== Task inputs
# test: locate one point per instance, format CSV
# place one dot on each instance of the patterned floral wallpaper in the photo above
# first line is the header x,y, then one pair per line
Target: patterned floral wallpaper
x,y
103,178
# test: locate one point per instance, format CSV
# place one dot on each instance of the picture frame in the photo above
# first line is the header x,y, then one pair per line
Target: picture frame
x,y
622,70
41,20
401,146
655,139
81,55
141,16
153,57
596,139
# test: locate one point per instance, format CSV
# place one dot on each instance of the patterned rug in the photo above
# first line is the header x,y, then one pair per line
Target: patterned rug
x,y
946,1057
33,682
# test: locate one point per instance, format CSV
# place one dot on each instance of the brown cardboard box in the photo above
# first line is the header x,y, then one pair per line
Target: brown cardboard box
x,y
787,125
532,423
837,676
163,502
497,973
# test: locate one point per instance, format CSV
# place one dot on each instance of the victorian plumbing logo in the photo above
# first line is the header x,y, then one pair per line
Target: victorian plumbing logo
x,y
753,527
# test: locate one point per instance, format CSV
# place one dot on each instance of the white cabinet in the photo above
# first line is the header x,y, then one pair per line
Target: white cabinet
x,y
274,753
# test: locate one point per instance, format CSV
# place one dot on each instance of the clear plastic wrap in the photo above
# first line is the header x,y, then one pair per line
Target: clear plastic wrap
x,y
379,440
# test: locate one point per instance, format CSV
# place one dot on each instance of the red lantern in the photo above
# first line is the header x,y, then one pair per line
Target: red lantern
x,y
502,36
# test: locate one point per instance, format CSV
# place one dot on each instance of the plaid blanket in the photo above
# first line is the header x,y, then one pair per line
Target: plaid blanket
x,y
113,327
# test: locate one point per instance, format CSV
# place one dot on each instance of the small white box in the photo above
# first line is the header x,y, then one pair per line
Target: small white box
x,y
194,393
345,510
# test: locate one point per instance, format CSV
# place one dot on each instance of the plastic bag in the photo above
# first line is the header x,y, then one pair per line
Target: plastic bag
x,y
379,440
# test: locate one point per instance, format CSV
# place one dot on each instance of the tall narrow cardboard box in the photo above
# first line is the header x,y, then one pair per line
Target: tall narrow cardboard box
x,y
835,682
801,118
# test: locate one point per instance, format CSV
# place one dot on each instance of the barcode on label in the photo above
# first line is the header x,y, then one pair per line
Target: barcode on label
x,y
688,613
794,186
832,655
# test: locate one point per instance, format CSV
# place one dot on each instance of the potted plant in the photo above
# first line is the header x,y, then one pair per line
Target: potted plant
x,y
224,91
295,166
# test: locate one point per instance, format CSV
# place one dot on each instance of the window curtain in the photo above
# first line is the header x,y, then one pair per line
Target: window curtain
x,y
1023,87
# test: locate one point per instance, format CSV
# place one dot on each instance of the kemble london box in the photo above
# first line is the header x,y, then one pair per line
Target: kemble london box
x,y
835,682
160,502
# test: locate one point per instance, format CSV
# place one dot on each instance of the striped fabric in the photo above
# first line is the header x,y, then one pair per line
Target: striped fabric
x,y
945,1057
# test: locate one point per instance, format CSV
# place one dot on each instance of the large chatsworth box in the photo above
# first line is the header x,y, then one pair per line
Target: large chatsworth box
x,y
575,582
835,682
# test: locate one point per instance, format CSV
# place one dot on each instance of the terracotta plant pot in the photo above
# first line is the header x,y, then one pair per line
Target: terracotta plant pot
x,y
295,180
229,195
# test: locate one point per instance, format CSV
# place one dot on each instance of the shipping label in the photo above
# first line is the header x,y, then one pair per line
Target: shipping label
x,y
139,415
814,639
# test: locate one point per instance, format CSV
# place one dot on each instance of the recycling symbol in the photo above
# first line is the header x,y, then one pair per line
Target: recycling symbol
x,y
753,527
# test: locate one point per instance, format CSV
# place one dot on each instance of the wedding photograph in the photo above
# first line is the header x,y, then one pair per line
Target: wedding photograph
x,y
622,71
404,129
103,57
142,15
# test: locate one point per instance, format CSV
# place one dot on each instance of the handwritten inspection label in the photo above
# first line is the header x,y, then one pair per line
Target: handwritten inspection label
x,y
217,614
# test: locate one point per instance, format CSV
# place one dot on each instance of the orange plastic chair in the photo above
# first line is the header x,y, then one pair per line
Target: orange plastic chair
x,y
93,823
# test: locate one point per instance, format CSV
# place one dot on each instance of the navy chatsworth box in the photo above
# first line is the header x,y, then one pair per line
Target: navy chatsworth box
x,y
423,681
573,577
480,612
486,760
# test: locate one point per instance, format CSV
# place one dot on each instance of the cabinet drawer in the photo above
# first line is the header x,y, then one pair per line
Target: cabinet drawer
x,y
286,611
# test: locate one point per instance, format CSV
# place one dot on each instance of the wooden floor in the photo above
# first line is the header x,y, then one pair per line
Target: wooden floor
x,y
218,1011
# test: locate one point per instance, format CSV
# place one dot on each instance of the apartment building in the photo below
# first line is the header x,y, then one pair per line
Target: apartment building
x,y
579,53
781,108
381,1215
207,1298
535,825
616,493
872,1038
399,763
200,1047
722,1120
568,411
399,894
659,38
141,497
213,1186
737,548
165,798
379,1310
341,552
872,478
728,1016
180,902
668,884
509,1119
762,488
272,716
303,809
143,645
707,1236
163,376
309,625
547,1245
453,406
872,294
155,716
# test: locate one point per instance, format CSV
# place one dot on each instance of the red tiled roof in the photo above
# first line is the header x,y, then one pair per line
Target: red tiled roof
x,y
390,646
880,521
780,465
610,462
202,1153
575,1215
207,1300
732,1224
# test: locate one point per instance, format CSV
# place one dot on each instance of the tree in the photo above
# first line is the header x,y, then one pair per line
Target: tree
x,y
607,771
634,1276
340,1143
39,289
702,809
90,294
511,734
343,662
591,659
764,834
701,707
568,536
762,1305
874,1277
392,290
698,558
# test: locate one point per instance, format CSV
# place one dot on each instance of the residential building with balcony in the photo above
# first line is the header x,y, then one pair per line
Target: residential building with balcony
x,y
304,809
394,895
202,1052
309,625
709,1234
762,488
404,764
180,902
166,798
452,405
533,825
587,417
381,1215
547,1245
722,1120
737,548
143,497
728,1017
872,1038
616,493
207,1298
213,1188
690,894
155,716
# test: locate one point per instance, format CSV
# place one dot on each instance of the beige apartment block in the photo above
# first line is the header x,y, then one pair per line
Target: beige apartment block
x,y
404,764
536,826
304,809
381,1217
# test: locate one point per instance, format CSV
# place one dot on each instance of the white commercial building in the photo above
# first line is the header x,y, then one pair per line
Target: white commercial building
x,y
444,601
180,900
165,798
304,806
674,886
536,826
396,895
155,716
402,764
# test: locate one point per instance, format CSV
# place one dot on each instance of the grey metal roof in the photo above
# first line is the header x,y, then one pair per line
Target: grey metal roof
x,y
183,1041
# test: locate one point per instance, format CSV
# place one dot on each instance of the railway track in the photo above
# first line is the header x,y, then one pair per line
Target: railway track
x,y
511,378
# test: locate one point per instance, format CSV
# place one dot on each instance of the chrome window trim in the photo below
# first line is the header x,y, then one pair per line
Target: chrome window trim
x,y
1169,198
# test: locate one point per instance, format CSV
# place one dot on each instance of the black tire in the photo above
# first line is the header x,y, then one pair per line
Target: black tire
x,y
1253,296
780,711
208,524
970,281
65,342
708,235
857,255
====
#### What is asked
Set down the material above again, word for word.

#### Solution for this task
# test: locate one point per instance, format CSV
# place one dot on each instance of the patterned floral wallpaper in the photo above
# first line is the header x,y, then one pair per line
Target: patterned floral wallpaper
x,y
103,178
# test: locate one point per instance, format CSV
# place one dot on each instance of the picture frame in the photo above
# first line is the header x,y, then one pair per line
Target: picture frame
x,y
622,70
41,20
401,146
655,139
81,55
141,16
153,57
596,139
# test: locate one point per instance, format CSV
# place one dot on each instance of the patterned rug in the photo above
# first line is the header x,y, then one pair per line
Target: patterned rug
x,y
946,1057
33,682
# test: locate one point per instance, format CSV
# place one dot on each instance of the brown cardboard box in the photo above
# first line is the header x,y, then one pair per line
Target: brown cardboard box
x,y
787,125
532,423
837,676
163,502
497,973
# test: locate one point per instance, format CSV
# place one dot on each instance of the victorian plumbing logo in the photo above
# first line is the header x,y, then one pair per line
Target: victorian plumbing logo
x,y
753,527
# test: locate one point per instance, format CSV
# place one dot on each instance of the white cabinet in the photo above
# first line is the header x,y, then one pair per line
Target: white cabinet
x,y
274,753
# test: locate one point per instance, format CSV
# place one dot on each instance of the clear plastic wrap in the photo above
# first line is the header x,y, then one pair per line
Target: clear plastic wrap
x,y
379,440
# test: locate one point per instance, format CSV
# place one dot on each instance of the red lantern in the photo above
# first line is the header x,y, then one pair per line
Target: red lantern
x,y
502,36
# test: locate one point per instance, format CSV
# place one dot on each instance of the plaid blanket in the photo above
# first line is the header x,y, then one pair per line
Target: plaid blanket
x,y
113,327
# test: locate one point per instance, format CSV
# place one dot on each instance of the small white box in the photo above
# first line is the header x,y, then one pair per line
Target: small white box
x,y
194,393
345,510
# test: locate one point per instance, format CSV
# place one dot on each instance of the plastic bag in the photo above
# first line is the header x,y, then one pair per line
Target: plastic bag
x,y
379,440
# test: locate one point per instance, format CSV
# place one dot on each instance of the tall narrow cardboard box in the photo above
# first line is the header x,y, then one pair per line
Target: tall narrow cardboard box
x,y
835,682
801,118
# test: locate one point per instance, format CSV
# place one dot on each instance of the barcode on label in the photo above
# first line is the header x,y, then one pair per line
Target: barcode on label
x,y
688,613
794,186
832,655
# test: locate one point per instance, format CSV
# place one dot on each instance of the potted plant in the photo above
# first line is the header x,y, then one pair per line
Target: potted plant
x,y
224,91
295,166
# test: locate one point per instance, format CSV
# place one dot on each instance of the window curtain in the photo above
# first line is the header x,y, then one pair per line
Target: window curtain
x,y
1023,87
# test: locate one point per instance, format CSV
# place one dot on each instance of the kemble london box in the photo above
# first line is the header x,y, then one pair per line
Target: kemble london box
x,y
835,682
160,502
# test: locate one point per instance, format CSV
# place one dot on each instance of the striped fabric in the photo above
# first line is the header x,y, then one pair per line
Target: striped fabric
x,y
945,1057
# test: locate one point per instance, format CSV
# place one dot on each instance of the large chatsworth box in the photo above
# first line is the header x,y, then one pair per line
Target: large chatsworth box
x,y
575,582
835,682
# test: locate one point per instance, format CSV
# place one dot on each instance of the terracotta plant pot in the photo above
# first line is the header x,y, then one pair per line
Target: terracotta plant pot
x,y
295,180
229,195
# test: locate one point per instance, format CSV
# place one dot on each instance of the shipping label in the photo above
# first line is the header x,y, then one pair per line
Target: shipping label
x,y
139,415
814,639
# test: locate one point per instance, format CSV
# place one dot on each instance of the recycling symbol in the photo above
# first line is the header x,y, then one pair per line
Target: recycling symbol
x,y
753,527
# test: locate one point per instance, format CSV
# place one dot on each instance of the wedding photograph in the photo above
# first line is the header x,y, then one pair per line
Target: wedding photograph
x,y
622,71
404,129
103,57
142,15
# test: locate one point per instance, format CSV
# place one dot on each instance of the handwritten inspection label in the photo above
# first line is the header x,y, then one pair per line
Target: handwritten inspection label
x,y
217,614
# test: locate one point per instance, format CSV
# place one dot on each instance of the orange plastic chair in the photo above
# first line is the header x,y, then one pair per line
Target: orange plastic chair
x,y
93,823
# test: locate one point per instance, format CSV
# place one dot on each instance of the navy chatsworth box in the photo above
# first line is the header x,y, then one pair per line
Target: navy chatsworth box
x,y
423,681
573,577
480,612
486,760
# test: locate one point per instance, format CSV
# place one dot on each instance of the cabinet drawer in the photo above
# first line is the header x,y, then one pair per line
Target: cabinet drawer
x,y
286,611
# test: locate one point per instance, format CSV
# place one dot on each instance of the wooden floor in the photo above
# first line is the header x,y, then one pair per line
Target: wooden floor
x,y
218,1011
# test: locate one point per instance, format CSV
# place one dot on each instance of the apartment building in the photo below
# first line is the header x,y, then one pair per line
Target: apartment building
x,y
579,53
781,108
381,1215
207,1298
535,825
616,493
872,1038
399,763
200,1047
722,1120
568,411
399,894
659,38
141,497
213,1186
737,548
165,798
379,1310
341,552
872,478
728,1016
180,902
668,884
509,1119
762,488
272,716
303,809
143,645
707,1236
163,376
309,625
547,1245
453,406
872,294
155,716
# test: locate one point per instance, format CSV
# place one dot on each instance of the red tiled roof in the photo above
# first line is the header x,y, then one pair per line
Target: red tiled roof
x,y
390,646
880,521
780,465
610,462
202,1153
575,1215
207,1300
732,1224
# test: locate one point per instance, format CSV
# place one dot on each instance of the tree in the photo above
# first line is the header x,y, then one pair per line
Target: tree
x,y
607,771
634,1276
340,1143
39,289
702,809
90,294
511,734
343,662
591,659
764,834
701,707
568,536
762,1305
874,1277
392,290
698,558
# test: locate one point per instance, format CSV
# place one dot on each instance of the residential building with balcony in the photo above
# first line is the header x,y, then one pair per line
Target: residential building with balcony
x,y
304,809
394,895
202,1052
309,625
709,1234
762,488
404,764
180,902
166,798
452,405
533,825
587,417
381,1215
547,1245
722,1120
737,548
143,497
728,1017
872,1038
616,493
207,1298
213,1188
690,894
155,716
# test: locate one point per instance, format CSV
# place one dot on each instance of the beige apartment block in the photo above
# first line is the header x,y, then one pair per line
Target: beige apartment block
x,y
404,764
536,826
304,809
381,1217
# test: locate one point per instance, format CSV
# place one dot on each instance of the white commercial building in the photo above
# first line is the header x,y, then one pair per line
Target: white commercial building
x,y
444,601
180,900
165,798
304,806
674,886
536,826
396,895
155,716
402,764
# test: locate one point per instance, format CSV
# place one dot on each instance of the grey metal roof in the photo above
# first line is the header x,y, then one pair per line
Target: grey metal roof
x,y
183,1041
# test: locate one point per instance, format CSV
# place one dot on each instance of the railway track in the photo above
# first line is the header x,y, then one pair per line
Target: railway track
x,y
511,378
# test: locate one point per instance, format CSV
# place one dot on each instance of the chrome window trim in the photo below
# first line is the header x,y, then one pair per line
Target: chrome window trim
x,y
1169,198
# test: locate one point per instance, format CSV
# place one dot on each instance of the black tire in the photo above
# first line is the header x,y, then one pair per line
Target: black tire
x,y
1253,296
780,711
208,524
970,281
65,342
708,235
857,255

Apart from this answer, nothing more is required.